• **Work order 1**:
In the sugar biotech text, which product was the first biotech product commercialized for sugar beets?
• **Work order 2**:
Retype the part of the sugar biotech text between "Because sugar is" and "of sugar products.", inclusive.

• **Extract provided**:
_ _ _ _ _ _ _
Welcome to the Sugar Industry Biotech Council
Sugar is a carbohydrate that occurs naturally in fruits and vegetables. Of all known plants, sugar is most highly concentrated in sugar beets and sugar cane. The sucrose (sugar) from sugar beets and sugar cane is identical, and the same as the sucrose found in fruits and vegetables.
Whether from sugar beets or sugar cane, or from sugar crops grown using conventional, biotech or organic methods, sugar is pure and natural and has identical nutritional value, composition and wholesomeness. The sugar is the same no matter its original plant source or growing practice.
Both sugar beets and sugar cane are grown in North America, and growers of these crops face significant challenges protecting their crops from weeds, insects, diseases and the environment. Biotechnology provides a platform for new technologies to manage these challenges and develop traits, such as new options for weed control, insect protection and disease resistance.
Today, biotechnology-enhanced sugar beets are helping growers manage weeds, improve productivity and lessen impacts on the environment, while preserving a sustainable and geographically diverse supply of sugar. Additionally, experimental sugar cane varieties containing various biotech traits are being thoroughly evaluated around the world.
Because sugar is an important ingredient in the North American food supply, it is vital to have a sustainable and geographically diverse supply of sugar and sugar byproducts to support the North American food industry for consumers. In North America, hurricanes, droughts, floods, frosts and other environmental events have historically challenged the dependable supply of sugar products.
Roundup Ready® sugar beets, which are enhanced through biotechnology, are an important tool that can be used by growers to maintain the availability of a consistent, uniform supply of sugar for North American consumers. Roundup Ready sugar beets are the first biotech product commercialized for sugar beets.
_ _ _ _ _ _ _
• **Data below**:
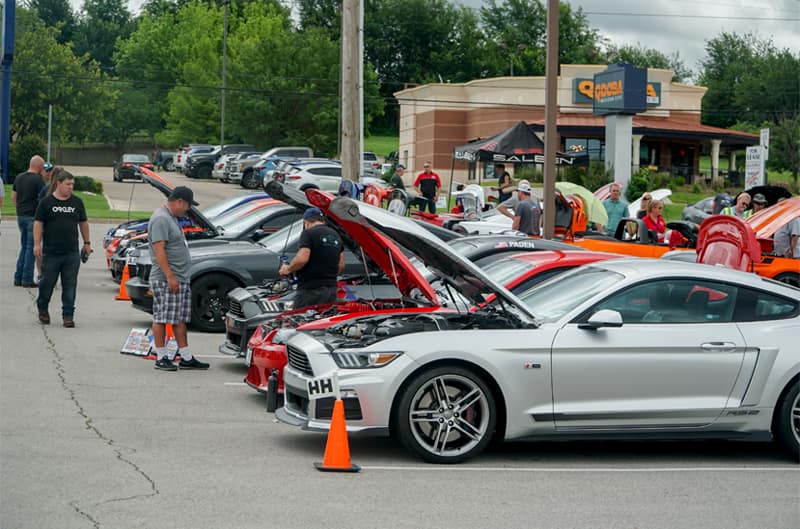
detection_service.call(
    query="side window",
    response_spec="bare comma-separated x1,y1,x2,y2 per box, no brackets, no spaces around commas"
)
_ _ _ _ _ _ _
• **Written solution 1**:
Roundup Ready® sugar beets.

• **Written solution 2**:
Because sugar is an important ingredient in the North American food supply, it is vital to have a sustainable and geographically diverse supply of sugar and sugar byproducts to support the North American food industry for consumers. In North America, hurricanes, droughts, floods, frosts and other environmental events have historically challenged the dependable supply of sugar products.